* _TASK INSTRUCTIONS_:
[1] Which lines of dialogue make up the imagined development meeting at the start of the orange snack ball review? List every one.
[2] Can you pick up the orange snack ball review after its last sentence and keep it going?

I’m 70% sure this is how this product was developed:
“Ok, what flavor are we making these new orange crunchy balls?”
“How about orange?”
“Don’t be so obvious, Jim. Anybody else? Ideas? Anything? No? OK, orange it is!”
Hence, we have Herr’s Orange Cream Pop Snack Balls – orange cream-flavored, orb-shaped puffs.
How are they?
The aroma in the bag is straight-up, not-screwing-around-with-subtlety orange. After cracking it open, I left the room and could smell them when I walked back in. Not the Epcot Soarin’ orange grove mist variety, more like candy or soda. I liked it, but it’s hardcore fakey-fake.
Ironically, they’re not even orange – they’re cream-colored with orange flecks.
I expected the flavor to be a sweet/savory combo, since I associate the puff format with cheese, but these were all sweet with just the slightest hint of savory from the puff base.

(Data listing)
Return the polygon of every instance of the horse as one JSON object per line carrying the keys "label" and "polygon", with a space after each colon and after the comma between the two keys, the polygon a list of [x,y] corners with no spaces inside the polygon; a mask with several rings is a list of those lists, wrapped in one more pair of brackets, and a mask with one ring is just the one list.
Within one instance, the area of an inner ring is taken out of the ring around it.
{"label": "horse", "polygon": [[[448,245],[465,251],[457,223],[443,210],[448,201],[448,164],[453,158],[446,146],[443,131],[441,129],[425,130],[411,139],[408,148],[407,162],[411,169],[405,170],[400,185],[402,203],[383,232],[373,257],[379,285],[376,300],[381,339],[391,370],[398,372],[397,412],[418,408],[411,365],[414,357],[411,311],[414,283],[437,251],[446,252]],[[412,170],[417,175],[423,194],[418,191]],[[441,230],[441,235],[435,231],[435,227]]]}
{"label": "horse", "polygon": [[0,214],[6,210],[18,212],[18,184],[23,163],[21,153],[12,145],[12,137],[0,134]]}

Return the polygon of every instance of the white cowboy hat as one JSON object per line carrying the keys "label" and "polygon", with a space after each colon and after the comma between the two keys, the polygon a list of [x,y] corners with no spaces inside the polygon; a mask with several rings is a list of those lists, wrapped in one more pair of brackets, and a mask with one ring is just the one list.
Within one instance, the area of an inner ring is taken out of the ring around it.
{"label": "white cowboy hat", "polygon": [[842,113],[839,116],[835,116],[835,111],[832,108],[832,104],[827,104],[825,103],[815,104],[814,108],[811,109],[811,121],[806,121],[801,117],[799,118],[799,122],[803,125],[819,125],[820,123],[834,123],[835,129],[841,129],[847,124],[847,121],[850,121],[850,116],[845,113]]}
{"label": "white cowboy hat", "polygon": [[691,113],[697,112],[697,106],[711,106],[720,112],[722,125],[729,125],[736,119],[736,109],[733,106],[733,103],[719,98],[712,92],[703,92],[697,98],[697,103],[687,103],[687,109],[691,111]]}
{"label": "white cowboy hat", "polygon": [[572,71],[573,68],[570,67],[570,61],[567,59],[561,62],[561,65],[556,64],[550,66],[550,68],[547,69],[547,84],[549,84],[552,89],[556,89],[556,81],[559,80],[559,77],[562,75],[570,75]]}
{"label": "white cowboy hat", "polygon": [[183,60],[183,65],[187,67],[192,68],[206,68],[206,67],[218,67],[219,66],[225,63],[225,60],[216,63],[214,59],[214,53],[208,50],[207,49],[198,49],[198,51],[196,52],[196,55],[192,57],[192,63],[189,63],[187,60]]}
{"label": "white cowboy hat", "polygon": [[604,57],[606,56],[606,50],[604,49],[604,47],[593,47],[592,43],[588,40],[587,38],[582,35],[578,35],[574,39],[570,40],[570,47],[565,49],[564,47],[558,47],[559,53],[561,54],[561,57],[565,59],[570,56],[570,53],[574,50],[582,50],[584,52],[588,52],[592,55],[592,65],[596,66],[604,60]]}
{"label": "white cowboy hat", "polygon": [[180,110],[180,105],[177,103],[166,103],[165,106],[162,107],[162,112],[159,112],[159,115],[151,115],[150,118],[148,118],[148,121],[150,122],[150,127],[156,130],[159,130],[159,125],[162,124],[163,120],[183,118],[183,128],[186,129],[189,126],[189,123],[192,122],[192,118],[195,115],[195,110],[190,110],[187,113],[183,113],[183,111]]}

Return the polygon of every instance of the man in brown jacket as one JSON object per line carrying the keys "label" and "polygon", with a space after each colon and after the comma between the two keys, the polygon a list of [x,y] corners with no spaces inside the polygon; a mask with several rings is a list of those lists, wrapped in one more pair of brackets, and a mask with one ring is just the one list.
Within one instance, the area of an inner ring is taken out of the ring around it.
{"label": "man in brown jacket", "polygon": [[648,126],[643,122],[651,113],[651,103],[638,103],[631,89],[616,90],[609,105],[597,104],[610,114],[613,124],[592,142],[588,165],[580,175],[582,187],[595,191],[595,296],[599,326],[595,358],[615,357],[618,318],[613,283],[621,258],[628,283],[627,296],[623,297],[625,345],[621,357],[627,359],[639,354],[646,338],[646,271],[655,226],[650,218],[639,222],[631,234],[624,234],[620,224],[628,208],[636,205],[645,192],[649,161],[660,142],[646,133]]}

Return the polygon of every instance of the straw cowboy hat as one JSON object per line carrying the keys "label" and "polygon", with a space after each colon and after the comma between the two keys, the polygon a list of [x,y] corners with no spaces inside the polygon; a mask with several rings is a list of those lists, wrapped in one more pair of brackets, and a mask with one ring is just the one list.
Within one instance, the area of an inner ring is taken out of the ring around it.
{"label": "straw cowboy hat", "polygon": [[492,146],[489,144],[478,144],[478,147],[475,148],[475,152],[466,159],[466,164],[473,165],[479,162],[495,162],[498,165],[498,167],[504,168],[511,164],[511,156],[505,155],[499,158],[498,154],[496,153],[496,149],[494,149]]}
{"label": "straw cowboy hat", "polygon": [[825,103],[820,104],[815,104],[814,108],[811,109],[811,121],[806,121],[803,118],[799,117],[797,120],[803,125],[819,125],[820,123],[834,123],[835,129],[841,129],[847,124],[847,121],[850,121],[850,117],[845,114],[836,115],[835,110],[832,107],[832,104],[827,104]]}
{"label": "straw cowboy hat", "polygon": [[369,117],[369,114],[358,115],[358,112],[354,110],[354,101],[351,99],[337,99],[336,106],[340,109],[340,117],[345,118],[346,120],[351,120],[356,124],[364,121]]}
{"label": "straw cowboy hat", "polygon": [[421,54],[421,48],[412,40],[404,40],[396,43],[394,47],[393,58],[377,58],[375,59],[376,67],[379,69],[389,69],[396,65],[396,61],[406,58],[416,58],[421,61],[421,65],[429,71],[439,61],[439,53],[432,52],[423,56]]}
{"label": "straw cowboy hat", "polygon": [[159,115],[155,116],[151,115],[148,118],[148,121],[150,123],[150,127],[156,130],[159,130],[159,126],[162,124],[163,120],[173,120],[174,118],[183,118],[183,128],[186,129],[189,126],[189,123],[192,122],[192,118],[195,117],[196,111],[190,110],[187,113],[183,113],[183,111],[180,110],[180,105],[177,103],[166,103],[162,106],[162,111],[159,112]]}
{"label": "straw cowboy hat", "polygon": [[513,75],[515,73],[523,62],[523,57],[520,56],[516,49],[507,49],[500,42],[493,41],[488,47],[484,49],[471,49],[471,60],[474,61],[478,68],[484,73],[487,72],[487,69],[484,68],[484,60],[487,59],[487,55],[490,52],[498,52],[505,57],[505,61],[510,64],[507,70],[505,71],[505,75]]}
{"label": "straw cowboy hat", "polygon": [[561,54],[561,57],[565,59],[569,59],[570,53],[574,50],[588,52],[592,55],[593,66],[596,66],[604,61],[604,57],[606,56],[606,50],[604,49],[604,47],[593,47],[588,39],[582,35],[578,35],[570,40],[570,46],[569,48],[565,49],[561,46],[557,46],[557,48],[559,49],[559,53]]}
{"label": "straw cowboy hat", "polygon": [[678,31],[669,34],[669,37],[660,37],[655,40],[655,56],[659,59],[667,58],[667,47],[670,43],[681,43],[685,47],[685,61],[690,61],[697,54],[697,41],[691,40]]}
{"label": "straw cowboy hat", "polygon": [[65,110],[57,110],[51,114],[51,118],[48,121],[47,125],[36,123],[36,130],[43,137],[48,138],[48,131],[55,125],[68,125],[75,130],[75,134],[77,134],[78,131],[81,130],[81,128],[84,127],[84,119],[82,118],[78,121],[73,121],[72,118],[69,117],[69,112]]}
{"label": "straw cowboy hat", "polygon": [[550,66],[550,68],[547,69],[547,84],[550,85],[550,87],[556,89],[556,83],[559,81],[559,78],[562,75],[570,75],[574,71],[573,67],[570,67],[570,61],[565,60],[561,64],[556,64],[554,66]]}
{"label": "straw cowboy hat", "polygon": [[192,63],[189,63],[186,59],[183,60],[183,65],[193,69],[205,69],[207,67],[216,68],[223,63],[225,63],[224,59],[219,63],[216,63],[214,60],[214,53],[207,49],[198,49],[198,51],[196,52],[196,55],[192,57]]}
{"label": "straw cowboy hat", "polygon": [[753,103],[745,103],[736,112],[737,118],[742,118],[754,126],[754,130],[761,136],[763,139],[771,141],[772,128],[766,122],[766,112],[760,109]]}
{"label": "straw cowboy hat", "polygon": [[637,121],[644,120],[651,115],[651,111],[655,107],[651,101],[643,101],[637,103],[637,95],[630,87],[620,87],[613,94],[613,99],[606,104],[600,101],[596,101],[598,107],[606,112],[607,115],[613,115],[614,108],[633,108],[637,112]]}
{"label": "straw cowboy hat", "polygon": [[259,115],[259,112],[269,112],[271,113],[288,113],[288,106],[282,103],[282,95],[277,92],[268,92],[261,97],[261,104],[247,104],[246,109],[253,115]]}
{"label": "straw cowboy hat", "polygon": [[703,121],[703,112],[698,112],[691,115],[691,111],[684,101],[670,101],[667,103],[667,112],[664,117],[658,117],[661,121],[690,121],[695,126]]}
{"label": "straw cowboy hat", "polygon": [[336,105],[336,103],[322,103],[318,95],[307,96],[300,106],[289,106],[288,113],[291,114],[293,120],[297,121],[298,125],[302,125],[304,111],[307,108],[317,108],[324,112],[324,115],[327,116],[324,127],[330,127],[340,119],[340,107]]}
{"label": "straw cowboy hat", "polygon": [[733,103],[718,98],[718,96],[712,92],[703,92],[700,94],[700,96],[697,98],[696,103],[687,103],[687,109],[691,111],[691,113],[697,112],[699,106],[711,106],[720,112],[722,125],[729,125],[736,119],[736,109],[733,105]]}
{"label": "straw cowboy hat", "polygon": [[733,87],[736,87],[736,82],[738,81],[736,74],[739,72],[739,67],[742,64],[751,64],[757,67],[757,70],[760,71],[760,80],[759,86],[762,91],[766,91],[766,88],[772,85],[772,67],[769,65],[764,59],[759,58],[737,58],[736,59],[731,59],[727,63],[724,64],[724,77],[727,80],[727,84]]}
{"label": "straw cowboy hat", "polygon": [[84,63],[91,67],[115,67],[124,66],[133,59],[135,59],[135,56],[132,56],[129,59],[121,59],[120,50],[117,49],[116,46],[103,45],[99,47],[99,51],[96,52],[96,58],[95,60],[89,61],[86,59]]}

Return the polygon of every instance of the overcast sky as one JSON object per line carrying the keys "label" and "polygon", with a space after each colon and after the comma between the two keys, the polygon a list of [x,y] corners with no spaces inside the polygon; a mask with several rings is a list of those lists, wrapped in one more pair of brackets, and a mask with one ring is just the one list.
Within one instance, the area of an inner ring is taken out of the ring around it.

* _FINAL ANSWERS_:
[1]
- "Ok, what flavor are we making these new orange crunchy balls?"
- "How about orange?"
- "Don't be so obvious, Jim. Anybody else? Ideas? Anything? No? OK, orange it is!"

[2]
The orange was much more laid back in taste than aroma. The cream was definitely present, along with a wheaty/baked flavor, which gave the whole thing a breakfast-cereal vibe. I thought about dumping them in milk, but it only occurred to me after I’d finished them all. Whoops.
Is there anything else you need to know?
No day-glo dust means no orange fingers. No one would even know these hands just pawed through an entire bag!
These were tasty, and a novel flavor I haven’t seen in this form. Not Epcot-orange, but a fun snack that’s worth a try. I binge-ate them.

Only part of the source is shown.